▸ Objective: Which lines of the data contain the string "sign"? Gather every one of them and copy each line in full.

• • • • •

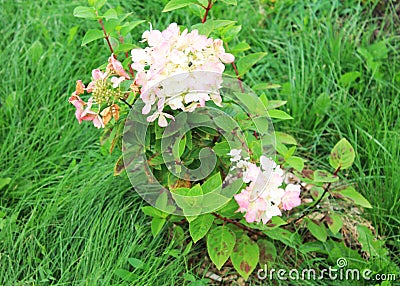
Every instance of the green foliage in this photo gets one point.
(342, 155)
(220, 244)
(245, 256)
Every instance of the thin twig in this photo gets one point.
(208, 8)
(124, 101)
(326, 190)
(105, 35)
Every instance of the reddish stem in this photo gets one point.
(208, 8)
(106, 35)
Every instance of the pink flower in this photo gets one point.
(98, 74)
(117, 81)
(117, 67)
(291, 197)
(80, 87)
(251, 173)
(79, 104)
(252, 207)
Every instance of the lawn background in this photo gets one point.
(66, 220)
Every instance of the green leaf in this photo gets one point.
(284, 236)
(369, 243)
(264, 85)
(230, 32)
(92, 35)
(123, 48)
(152, 211)
(126, 275)
(324, 177)
(318, 231)
(85, 12)
(334, 222)
(213, 184)
(285, 138)
(221, 148)
(110, 14)
(189, 200)
(130, 26)
(279, 114)
(230, 2)
(156, 225)
(241, 47)
(342, 155)
(211, 25)
(245, 256)
(199, 227)
(273, 104)
(97, 3)
(35, 51)
(296, 162)
(268, 252)
(4, 182)
(245, 63)
(220, 244)
(177, 4)
(351, 194)
(136, 263)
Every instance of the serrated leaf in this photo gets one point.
(92, 35)
(245, 256)
(318, 231)
(220, 244)
(351, 194)
(177, 4)
(322, 176)
(279, 114)
(85, 12)
(342, 155)
(156, 225)
(110, 14)
(244, 64)
(199, 227)
(213, 184)
(334, 222)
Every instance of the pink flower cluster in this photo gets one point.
(264, 197)
(101, 90)
(169, 70)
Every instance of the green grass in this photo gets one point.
(68, 221)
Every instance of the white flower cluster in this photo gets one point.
(264, 197)
(179, 70)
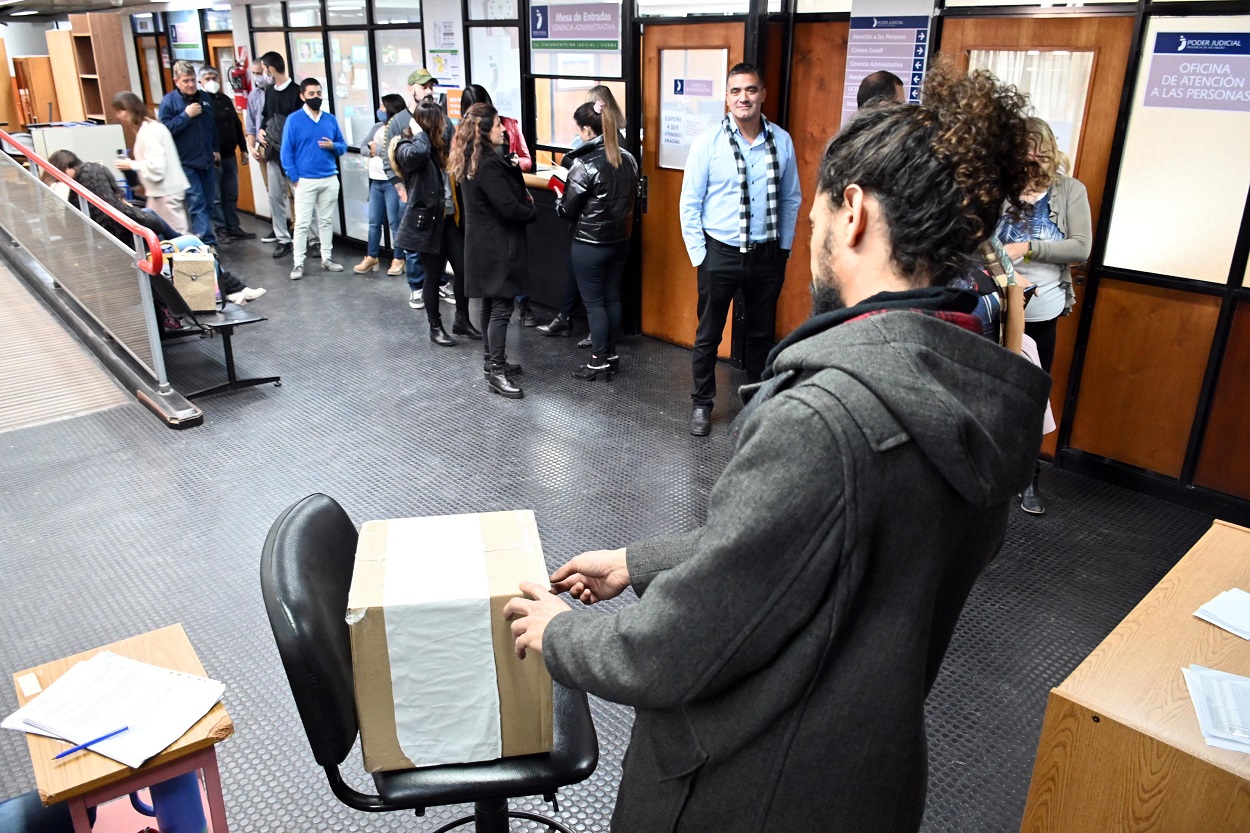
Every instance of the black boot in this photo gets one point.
(440, 337)
(528, 318)
(1031, 498)
(559, 325)
(464, 327)
(501, 384)
(598, 368)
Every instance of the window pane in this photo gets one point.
(273, 41)
(556, 99)
(583, 41)
(355, 195)
(399, 53)
(304, 13)
(309, 60)
(493, 10)
(345, 13)
(266, 14)
(1056, 83)
(396, 11)
(496, 65)
(354, 103)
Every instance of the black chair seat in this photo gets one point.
(573, 759)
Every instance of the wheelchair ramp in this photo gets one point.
(45, 374)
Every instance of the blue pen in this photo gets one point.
(89, 743)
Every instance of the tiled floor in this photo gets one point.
(111, 524)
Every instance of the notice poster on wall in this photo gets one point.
(1200, 71)
(691, 99)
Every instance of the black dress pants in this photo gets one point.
(759, 273)
(453, 249)
(495, 314)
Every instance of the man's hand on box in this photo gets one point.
(591, 577)
(530, 617)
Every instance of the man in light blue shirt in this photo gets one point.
(739, 204)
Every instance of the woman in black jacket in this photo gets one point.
(599, 199)
(496, 209)
(429, 223)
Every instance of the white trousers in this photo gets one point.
(323, 196)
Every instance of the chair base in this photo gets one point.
(491, 817)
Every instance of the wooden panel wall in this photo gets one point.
(1144, 368)
(819, 68)
(1224, 462)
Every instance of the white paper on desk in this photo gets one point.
(108, 692)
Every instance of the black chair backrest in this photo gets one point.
(305, 572)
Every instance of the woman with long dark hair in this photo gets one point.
(599, 200)
(430, 224)
(496, 209)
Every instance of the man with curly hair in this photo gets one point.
(779, 658)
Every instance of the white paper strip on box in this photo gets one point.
(439, 641)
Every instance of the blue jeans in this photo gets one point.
(199, 203)
(383, 205)
(225, 206)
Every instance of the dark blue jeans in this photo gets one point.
(199, 203)
(383, 205)
(599, 269)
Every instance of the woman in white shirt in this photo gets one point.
(156, 161)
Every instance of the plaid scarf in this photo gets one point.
(744, 210)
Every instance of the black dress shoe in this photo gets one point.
(700, 420)
(440, 337)
(510, 369)
(464, 327)
(559, 325)
(503, 385)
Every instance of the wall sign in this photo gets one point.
(691, 101)
(1200, 71)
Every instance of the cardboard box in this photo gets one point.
(436, 677)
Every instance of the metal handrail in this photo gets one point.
(155, 260)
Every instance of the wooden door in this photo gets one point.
(669, 282)
(1109, 38)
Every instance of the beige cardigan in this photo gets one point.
(156, 160)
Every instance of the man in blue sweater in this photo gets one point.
(311, 145)
(188, 113)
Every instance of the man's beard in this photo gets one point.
(826, 294)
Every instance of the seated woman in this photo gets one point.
(100, 181)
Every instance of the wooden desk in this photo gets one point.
(88, 778)
(1120, 748)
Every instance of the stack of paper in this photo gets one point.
(1223, 704)
(108, 692)
(1229, 610)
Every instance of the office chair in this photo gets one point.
(305, 572)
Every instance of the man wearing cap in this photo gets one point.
(420, 86)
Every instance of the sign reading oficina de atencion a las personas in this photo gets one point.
(1200, 71)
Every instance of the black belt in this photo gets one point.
(765, 247)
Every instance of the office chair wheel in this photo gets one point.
(551, 824)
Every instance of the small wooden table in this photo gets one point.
(1120, 748)
(88, 779)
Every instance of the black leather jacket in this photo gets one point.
(598, 198)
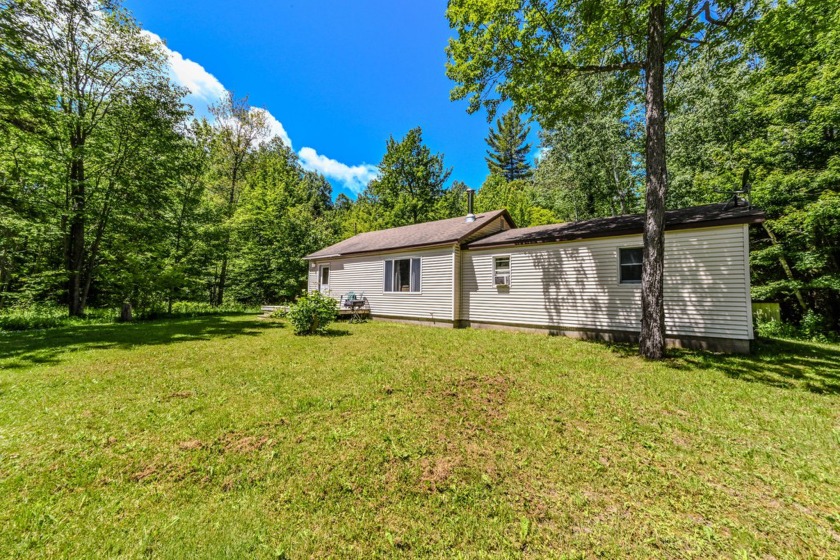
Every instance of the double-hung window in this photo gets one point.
(402, 275)
(501, 271)
(630, 265)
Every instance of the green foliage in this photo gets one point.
(508, 439)
(410, 183)
(36, 317)
(590, 162)
(312, 313)
(517, 197)
(509, 150)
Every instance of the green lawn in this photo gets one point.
(230, 437)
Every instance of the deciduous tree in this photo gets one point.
(531, 52)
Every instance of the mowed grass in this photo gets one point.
(230, 437)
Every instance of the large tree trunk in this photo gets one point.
(76, 235)
(220, 292)
(652, 340)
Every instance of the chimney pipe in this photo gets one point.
(470, 215)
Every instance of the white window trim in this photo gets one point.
(411, 260)
(509, 272)
(632, 285)
(321, 268)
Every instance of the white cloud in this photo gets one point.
(355, 178)
(275, 127)
(206, 89)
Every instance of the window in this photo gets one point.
(501, 271)
(402, 275)
(630, 265)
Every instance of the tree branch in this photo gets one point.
(598, 68)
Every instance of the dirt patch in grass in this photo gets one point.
(190, 445)
(486, 395)
(235, 442)
(437, 471)
(145, 473)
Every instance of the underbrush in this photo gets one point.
(811, 328)
(52, 316)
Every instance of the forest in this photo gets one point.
(112, 190)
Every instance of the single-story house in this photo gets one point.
(578, 279)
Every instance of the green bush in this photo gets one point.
(279, 313)
(22, 318)
(312, 313)
(812, 327)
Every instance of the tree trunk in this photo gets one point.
(76, 235)
(220, 292)
(652, 339)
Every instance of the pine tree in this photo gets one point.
(508, 153)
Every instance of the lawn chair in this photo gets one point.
(356, 304)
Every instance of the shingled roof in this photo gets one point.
(693, 217)
(441, 232)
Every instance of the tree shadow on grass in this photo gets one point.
(786, 364)
(27, 348)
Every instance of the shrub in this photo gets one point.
(312, 313)
(279, 313)
(45, 316)
(812, 327)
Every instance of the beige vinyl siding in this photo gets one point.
(576, 285)
(367, 274)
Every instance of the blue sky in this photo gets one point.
(339, 76)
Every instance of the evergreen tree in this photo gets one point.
(508, 153)
(410, 183)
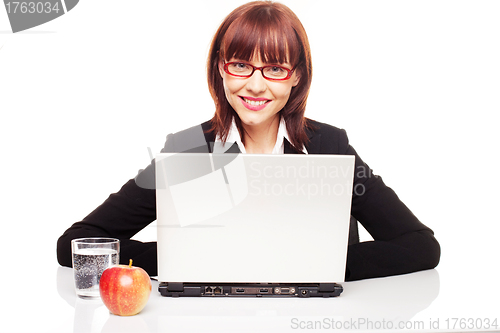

• • • • •

▸ Reply:
Every instance of the wall sign in this photo gets one point.
Every instance of the sign reading oficina de atencion a las personas in this photo gets one point.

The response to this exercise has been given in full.